The test has two different result:
1. When the CONNTRACK is enabled in the kernel running on the server
recv message: AAAAAAAAAAAAAAAAAAAAAAAAAAAAAAAAAAAAAAAAAAAAAAAAAA
AAAAAAAAAAAAAAAAAAAAAAAAAAAAAAAAAAAAAAAAAAAAAAAAAAAAAAAAAAAAAAAA
AAA....

2. When the CONNTRACK is disabled in the kernel running on the server
[Nothing printed out!!!]

See, without CONNTRACK, the policy route failed to handle the
defragmentation problem too! In fact, it just routes the first IP
fragment of the message to the INPUT chain, and ignores the other
IP fragments and let them wander on the FORWARD chain, so the
defragmentation job of ip_local_deliver() will never success.
And the upper test program will never receive the message from kernel.

> Point labeling examples:

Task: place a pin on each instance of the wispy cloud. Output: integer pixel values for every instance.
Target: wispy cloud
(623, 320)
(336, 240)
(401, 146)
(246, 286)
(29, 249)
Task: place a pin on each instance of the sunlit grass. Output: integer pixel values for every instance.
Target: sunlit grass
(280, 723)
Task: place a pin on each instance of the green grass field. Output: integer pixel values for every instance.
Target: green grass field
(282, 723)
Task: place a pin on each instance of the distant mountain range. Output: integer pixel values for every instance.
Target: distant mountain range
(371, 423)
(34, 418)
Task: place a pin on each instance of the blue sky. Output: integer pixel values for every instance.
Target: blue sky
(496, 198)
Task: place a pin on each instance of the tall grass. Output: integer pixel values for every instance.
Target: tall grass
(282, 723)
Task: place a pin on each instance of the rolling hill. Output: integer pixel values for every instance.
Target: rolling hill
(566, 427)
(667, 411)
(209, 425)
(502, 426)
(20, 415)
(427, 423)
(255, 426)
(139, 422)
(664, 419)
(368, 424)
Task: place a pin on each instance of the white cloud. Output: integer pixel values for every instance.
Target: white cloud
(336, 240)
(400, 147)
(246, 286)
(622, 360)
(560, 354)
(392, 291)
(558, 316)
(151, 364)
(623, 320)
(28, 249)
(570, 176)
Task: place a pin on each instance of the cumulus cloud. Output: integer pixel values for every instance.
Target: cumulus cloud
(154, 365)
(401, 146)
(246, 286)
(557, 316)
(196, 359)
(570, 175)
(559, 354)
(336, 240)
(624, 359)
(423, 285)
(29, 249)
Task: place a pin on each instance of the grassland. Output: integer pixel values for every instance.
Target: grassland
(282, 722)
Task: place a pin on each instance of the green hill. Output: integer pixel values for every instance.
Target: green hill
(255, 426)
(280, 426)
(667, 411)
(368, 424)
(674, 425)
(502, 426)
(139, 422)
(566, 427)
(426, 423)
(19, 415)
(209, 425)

==

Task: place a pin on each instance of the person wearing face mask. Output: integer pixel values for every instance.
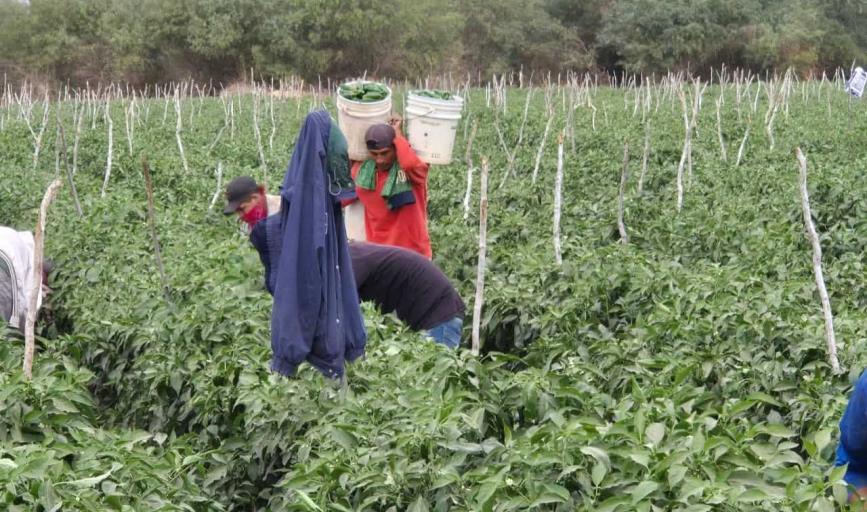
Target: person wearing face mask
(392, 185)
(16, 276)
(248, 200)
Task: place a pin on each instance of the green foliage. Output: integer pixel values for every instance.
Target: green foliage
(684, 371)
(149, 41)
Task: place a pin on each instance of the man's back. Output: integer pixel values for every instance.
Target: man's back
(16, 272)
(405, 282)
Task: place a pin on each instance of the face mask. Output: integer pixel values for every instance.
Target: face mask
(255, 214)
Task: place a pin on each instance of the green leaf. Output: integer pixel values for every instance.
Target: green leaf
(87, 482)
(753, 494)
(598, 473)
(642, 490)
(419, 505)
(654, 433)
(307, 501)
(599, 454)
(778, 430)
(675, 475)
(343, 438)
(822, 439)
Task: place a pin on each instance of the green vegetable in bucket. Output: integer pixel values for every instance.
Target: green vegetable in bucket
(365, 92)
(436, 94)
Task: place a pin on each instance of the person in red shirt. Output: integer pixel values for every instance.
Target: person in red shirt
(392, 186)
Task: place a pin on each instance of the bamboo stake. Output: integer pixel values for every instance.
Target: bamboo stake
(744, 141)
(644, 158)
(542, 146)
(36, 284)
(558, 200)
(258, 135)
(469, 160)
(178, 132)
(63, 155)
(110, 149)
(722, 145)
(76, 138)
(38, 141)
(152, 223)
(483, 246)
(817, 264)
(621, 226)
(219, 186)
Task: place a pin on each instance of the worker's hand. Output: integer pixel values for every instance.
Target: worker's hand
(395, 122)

> EXERCISE AIM:
Give a two-sentence summary of the CONNTRACK test results.

> OUTPUT OF THE TASK:
When CONNTRACK was enabled in the server's kernel, the test program received the message, but when it was disabled, nothing was printed. Without CONNTRACK, the policy route sent only the first IP fragment to the INPUT chain and left the other fragments on the FORWARD chain, so ip_local_deliver() could never complete defragmentation and the program never received the message.